■ **Required actions**:
• a. Answer these questions from the passage on Guyana's forests:
(i) Which other countries does it list as timber-rich but economically troubled?
(ii) Which organization's objective did Guyana adopt, and what is that objective?
(iii) What did the domestic laws passed in early 1996 create?
• b. Continue the passage on Guyana's forests from where it stops.

■ **Page text**:
※ ※ ※

An open invitation to investors to exploit the forest in any way they see fit will not work. Only maximizing a variety of forest values will improve the livelihoods of people in Guyana. Like many timber-rich, but economically troubled countries -- Cambodia, Laos, Cameroon, Congo, Gabon, and Suriname -- Guyana requires stronger government and civil machinery to plan and negotiate foreign investment in logging and to ensure that companies comply with national laws and codes of practice.
Guyana's President, Dr. Cheddi Jagan, has made clear commitments to sustainable development by ratifying the Convention on Biological Diversity and by adopting the International Tropical Timber Organization's objective of achieving sustainable production of timber by the year 2000. Also, landmark domestic laws creating the Iwokrama International Rainforest Program and a new Environmental Protection Agency were passed in early 1996. But even with enlightened policies, Guyana still faces serious challenges, including reforming land allocation and land-use planning, reducing damage and increasing revenues from logging, building sustainable communities, developing non-timber forest enterprises, and making foreign assistance more effective.

※ ※ ※

(Saved entries)
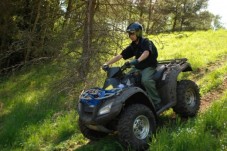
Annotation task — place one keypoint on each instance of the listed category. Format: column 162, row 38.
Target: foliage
column 36, row 115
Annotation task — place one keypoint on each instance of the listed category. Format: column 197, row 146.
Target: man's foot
column 158, row 106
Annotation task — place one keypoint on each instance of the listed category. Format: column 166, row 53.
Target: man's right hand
column 105, row 67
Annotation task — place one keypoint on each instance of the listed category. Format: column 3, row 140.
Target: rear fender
column 168, row 91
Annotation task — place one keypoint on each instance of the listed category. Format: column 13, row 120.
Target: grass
column 33, row 116
column 206, row 132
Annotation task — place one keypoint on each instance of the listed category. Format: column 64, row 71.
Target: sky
column 219, row 7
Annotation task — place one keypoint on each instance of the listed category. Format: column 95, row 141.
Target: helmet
column 135, row 28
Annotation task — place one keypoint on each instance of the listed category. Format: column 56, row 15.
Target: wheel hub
column 141, row 127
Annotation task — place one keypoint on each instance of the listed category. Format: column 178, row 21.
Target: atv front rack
column 93, row 96
column 171, row 61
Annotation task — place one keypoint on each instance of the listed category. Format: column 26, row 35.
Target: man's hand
column 134, row 62
column 105, row 67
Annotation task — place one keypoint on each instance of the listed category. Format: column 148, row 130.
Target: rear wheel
column 89, row 133
column 188, row 98
column 136, row 126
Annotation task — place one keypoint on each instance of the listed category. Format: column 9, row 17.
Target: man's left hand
column 134, row 62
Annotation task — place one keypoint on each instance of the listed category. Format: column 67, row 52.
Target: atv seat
column 159, row 72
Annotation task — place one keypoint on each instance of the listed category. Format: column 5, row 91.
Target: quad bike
column 126, row 108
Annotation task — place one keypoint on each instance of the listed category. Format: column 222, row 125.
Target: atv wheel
column 136, row 126
column 89, row 133
column 188, row 98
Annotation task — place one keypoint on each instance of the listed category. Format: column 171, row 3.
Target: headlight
column 106, row 109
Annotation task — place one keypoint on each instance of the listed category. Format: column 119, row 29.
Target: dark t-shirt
column 137, row 50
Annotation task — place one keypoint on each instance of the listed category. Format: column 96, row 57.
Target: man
column 145, row 59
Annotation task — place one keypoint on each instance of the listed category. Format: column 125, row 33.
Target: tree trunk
column 68, row 12
column 84, row 61
column 31, row 34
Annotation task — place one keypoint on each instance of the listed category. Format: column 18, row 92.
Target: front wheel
column 136, row 126
column 188, row 98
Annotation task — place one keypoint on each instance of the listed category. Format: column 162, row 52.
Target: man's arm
column 144, row 55
column 113, row 60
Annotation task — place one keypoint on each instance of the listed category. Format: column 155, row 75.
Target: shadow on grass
column 109, row 143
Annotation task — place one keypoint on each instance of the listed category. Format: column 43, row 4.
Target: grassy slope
column 32, row 117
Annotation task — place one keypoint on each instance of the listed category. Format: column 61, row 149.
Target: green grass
column 33, row 116
column 206, row 132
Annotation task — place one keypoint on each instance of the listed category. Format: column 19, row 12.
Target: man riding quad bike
column 129, row 103
column 126, row 107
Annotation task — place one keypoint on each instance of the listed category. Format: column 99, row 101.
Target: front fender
column 132, row 95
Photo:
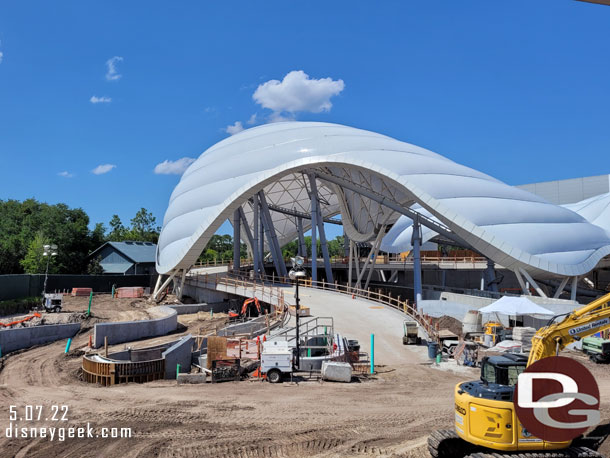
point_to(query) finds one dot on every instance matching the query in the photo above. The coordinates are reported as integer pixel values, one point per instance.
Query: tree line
(26, 226)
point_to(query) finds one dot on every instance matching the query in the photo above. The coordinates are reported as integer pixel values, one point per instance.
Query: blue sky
(517, 89)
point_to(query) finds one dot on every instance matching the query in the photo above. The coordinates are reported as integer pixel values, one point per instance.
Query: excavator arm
(588, 320)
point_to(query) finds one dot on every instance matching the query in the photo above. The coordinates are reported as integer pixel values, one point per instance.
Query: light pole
(295, 273)
(48, 251)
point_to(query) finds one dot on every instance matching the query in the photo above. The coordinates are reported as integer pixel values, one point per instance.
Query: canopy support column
(322, 232)
(302, 248)
(274, 244)
(490, 276)
(561, 287)
(416, 243)
(349, 269)
(164, 285)
(236, 241)
(524, 288)
(538, 289)
(314, 238)
(574, 288)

※ ※ ※

■ **Outputs for the tasks**:
• a.
(i) Cambodia, Laos, Cameroon, Congo, Gabon, and Suriname.
(ii) The International Tropical Timber Organization's objective of achieving sustainable production of timber by the year 2000.
(iii) The Iwokrama International Rainforest Program and a new Environmental Protection Agency.

• b.
In 1995, President Jagan invited WRI to help him identify options for reforming forest policy in Guyana. This new study, Profit Without Plunder: Reaping Revenue from Guyana's Tropical Forests Without Destroying Them, is WRI's response. The study's author, Dr. Nigel Sizer, explores ways to enhance income from the traditional timber industry and from such alternative forest-based development as tourism, genetic resource harvesting, and non-timber forest products. Based upon this extensive research, Dr. Sizer recommends several priority actions and emphasizes the need for international bilateral and multilateral agencies to better coordinate their efforts.
Profit Without Plunder illuminates the complex obstacles to managing forests in ways that are good for the economy, the environment, and society. But it also provides practical alternatives to ill-planned and poorly monitored timber harvesting and puts both the regional debate on forest activities in Latin America and the Caribbean and the international debate on global forestry policies into perspective.